Troop 880 Handbook

Section 1 - Troop Information





Welcome: Congratulations on the step you and your son have taken in joining the Boy Scouts of America and especially Troop 880. We hope you will have a rich experience working in this program.  Like anything else in life, you and your son, will get as much out of Scouting as you and he puts into it.  We hope this booklet of basic information and troop policies will assist you in learning how to make Boy Scouting a memorable experience within Troop 880.


A. General Information


Troop 880 is chartered by Wapping Community Church, Ellington Road, South Windsor, Connecticut, 06074.  Troop 880 has been continuously chartered since 1969.  The present Scoutmaster is Art Jennings.  The Troop is part of the Hockanum River District of the Connecticut Rivers Council.



B. Purpose and Methods


The purpose of Troop 880 and the Boy Scouts of America is to provide youth with an effective program designed to enable them to experience:

Growth in moral strength and character - This may be defined as what the boy is himself: his personal qualities, his values, and his outlook.


Participative citizenship - Used broadly, citizenship means the boy's relationship to others. He comes to learn of his obligations to other people, to the society he lives in, and the government that presides over that society.


Development of physical, mental, and emotional fitness - Fitness includes the body (well-turned and healthy), the mind (able to think and solve problems), and the emotions (self-control, courage, self-respect, and self-confidence).

== WHAT THIS EXERCISE ASKS ==
- A) Please restate the troop handbook passage starting with "Welcome: Congratulations on" and going on through "Connecticut Rivers Council.", renaming "booklet" as "handbook".
- B) Answer these from the troop handbook:
(i) Which church charters Troop 880?
(ii) Since what year has the troop been continuously chartered?
(iii) What does fitness of the mind include?
- C) Pick up the troop handbook after its final line and keep writing it.

== EXTRACTED MATERIAL ==
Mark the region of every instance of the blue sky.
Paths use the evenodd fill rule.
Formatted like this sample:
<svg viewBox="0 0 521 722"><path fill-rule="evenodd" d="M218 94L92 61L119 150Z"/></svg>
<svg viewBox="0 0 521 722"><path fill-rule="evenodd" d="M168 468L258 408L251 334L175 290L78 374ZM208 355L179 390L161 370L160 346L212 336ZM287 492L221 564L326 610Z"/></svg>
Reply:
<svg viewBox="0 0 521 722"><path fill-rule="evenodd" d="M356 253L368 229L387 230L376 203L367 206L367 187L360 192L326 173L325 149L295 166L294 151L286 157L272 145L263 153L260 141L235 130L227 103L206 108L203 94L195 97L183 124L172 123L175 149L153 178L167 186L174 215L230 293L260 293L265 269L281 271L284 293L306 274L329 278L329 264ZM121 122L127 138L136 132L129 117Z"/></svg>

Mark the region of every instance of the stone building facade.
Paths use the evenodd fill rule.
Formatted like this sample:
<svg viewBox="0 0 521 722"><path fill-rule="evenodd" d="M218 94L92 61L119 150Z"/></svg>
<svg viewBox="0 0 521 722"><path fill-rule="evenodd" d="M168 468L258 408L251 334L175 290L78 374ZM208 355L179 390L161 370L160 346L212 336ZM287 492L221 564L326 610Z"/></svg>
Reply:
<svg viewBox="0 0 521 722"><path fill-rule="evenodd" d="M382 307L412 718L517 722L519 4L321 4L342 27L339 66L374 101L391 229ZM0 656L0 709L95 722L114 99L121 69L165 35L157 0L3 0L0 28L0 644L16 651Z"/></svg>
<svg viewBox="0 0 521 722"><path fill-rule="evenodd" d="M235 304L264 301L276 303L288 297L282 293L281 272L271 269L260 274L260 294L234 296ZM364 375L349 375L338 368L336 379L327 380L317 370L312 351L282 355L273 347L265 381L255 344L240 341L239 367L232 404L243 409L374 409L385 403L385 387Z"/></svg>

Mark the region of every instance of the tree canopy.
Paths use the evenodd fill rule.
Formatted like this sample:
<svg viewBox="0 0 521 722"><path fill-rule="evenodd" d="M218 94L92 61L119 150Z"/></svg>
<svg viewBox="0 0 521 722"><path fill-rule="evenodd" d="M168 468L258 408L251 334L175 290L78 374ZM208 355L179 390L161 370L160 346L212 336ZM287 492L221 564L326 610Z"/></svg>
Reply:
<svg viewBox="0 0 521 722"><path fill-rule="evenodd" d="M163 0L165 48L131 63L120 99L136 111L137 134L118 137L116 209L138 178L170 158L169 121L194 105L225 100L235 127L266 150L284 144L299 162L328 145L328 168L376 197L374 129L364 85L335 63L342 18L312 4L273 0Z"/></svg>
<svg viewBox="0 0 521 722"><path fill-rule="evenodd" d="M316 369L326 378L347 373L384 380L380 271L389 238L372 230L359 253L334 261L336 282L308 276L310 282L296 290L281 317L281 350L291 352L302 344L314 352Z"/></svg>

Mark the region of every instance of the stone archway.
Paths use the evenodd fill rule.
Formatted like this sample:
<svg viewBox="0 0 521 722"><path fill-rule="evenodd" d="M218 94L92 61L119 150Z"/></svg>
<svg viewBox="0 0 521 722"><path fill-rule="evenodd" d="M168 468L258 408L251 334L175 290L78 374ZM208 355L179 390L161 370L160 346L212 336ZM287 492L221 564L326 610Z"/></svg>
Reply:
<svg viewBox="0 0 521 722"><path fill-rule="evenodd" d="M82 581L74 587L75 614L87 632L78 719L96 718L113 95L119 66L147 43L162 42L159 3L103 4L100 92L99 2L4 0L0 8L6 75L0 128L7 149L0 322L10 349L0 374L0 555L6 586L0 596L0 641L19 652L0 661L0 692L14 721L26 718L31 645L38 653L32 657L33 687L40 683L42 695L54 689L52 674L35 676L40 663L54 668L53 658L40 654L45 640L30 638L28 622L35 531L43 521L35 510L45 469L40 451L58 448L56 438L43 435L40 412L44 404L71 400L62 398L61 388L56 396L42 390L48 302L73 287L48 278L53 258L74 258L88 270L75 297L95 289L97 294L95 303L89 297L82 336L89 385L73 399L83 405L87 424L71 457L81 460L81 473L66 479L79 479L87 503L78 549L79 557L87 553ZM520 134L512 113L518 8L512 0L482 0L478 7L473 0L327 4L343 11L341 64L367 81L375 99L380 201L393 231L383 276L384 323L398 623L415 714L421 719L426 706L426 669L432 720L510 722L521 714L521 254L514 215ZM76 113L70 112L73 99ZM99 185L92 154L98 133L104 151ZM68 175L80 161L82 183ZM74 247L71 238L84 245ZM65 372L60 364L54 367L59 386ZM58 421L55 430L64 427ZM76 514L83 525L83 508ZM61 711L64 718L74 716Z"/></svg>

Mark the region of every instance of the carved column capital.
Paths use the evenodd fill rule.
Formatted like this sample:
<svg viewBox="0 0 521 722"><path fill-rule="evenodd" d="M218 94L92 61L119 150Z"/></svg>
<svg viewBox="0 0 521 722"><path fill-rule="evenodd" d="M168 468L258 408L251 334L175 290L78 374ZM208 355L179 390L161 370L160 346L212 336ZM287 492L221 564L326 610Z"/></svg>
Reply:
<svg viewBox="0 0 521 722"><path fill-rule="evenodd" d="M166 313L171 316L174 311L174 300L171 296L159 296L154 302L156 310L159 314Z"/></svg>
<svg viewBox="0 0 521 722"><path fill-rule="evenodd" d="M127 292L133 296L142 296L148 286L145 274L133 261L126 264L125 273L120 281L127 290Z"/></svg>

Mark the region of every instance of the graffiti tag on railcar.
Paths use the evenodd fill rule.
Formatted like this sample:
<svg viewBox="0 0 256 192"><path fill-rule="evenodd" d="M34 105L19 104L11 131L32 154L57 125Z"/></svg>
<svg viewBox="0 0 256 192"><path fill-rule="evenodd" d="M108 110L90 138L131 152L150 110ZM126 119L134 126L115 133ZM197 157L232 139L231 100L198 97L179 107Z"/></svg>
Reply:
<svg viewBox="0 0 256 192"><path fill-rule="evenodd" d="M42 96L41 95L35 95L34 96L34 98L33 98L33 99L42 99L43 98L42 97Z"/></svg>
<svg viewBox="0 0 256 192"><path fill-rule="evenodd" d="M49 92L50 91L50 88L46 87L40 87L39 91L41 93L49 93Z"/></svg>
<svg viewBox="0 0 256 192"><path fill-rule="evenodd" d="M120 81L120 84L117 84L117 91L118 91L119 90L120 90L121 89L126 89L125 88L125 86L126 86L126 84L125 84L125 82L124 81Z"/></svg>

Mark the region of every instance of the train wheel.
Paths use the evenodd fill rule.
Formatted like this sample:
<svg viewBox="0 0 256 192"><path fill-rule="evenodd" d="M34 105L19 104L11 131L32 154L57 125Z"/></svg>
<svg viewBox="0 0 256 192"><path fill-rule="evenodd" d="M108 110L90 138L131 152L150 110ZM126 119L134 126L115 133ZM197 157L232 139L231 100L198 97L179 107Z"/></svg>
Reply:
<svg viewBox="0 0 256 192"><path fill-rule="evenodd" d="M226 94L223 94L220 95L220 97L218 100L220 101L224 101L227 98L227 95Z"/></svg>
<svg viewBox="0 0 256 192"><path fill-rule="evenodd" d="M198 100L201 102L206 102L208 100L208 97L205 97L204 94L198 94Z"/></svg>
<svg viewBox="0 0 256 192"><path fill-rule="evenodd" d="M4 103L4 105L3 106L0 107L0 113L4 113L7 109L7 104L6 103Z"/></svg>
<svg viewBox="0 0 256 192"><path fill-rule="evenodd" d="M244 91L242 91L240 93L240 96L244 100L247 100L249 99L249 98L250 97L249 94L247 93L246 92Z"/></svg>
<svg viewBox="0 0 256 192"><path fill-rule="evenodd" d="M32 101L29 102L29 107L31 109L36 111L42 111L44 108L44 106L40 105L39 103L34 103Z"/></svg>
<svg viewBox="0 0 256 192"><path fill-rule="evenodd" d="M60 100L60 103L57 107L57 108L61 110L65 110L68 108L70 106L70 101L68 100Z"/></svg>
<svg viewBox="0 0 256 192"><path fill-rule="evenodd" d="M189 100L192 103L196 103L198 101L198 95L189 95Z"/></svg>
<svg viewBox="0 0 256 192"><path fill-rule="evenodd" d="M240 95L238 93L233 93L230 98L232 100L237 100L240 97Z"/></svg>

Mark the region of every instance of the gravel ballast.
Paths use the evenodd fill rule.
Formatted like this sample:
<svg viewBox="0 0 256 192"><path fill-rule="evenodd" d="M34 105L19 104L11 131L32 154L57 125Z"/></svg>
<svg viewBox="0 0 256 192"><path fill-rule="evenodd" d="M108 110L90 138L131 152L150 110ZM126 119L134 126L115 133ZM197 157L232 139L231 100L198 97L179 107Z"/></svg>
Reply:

== RESULTS OF THE TASKS ==
- A)
Welcome: Congratulations on the step you and your son have taken in joining the Boy Scouts of America and especially Troop 880. We hope you will have a rich experience working in this program.  Like anything else in life, you and your son, will get as much out of Scouting as you and he puts into it.  We hope this handbook of basic information and troop policies will assist you in learning how to make Boy Scouting a memorable experience within Troop 880.


A. General Information


Troop 880 is chartered by Wapping Community Church, Ellington Road, South Windsor, Connecticut, 06074.  Troop 880 has been continuously chartered since 1969.  The present Scoutmaster is Art Jennings.  The Troop is part of the Hockanum River District of the Connecticut Rivers Council.

- B)
(i) Wapping Community Church
(ii) 1969
(iii) Being able to think and solve problems

- C)
Respect for others, the environment, and himself.

In the Boy Scouts, we use many different methods to help achieve this:

Ideals:  The ideals of Scouting are spelled out in the Scout Oath, Law, motto, and slogan.  The Scout measures himself against these ideals and continually tries to improve.


Patrols:  The patrol method gives Scouts an experience in group living and participating citizenship.  It places a certain amount of responsibility on young shoulders and teaches boys how to accept it.


Outdoors:  Boy Scouting is an outdoors program.  It is in the outdoors that Scouts share responsibilities and learn to live with each other.  It is here that the skills and activities practiced at troop meetings come alive with purpose.


Advancement:  Scouting provides a series of surmountable obstacles and steps to overcome them through the advancement method.  The Scout plans his advancement and progresses at his own pace as he overcomes each challenge. The Scout is rewarded for each achievement (e.g., badges of rank, merit badges, etc.), which helps him gain self-confidence.  The steps in the advancement system help a boy to grow in self-reliance and the ability to help others.


Adult Association:  Boys learn from the example set by their adult leaders.  Troop leadership may be male or female, and association with all adults of high character is encouraged at this stage of a young man's development.


Personal Growth:  As Scouts plan their activities and progress towards their goals, they experience personal growth.  The Good Turn concept is a major part of the personal growth method of Scouting.  Boys grow as they participate in community service projects and do Good Turns for others.


Leadership Development:  Boy Scouting encourages boys to learn and practice leadership skills.  Every Scout has the opportunity to participate in both shared leadership and total leadership situations.  Understanding the concepts of leadership helps each boy accept the leadership roles of others and guides him toward the citizenship aim of Scouting.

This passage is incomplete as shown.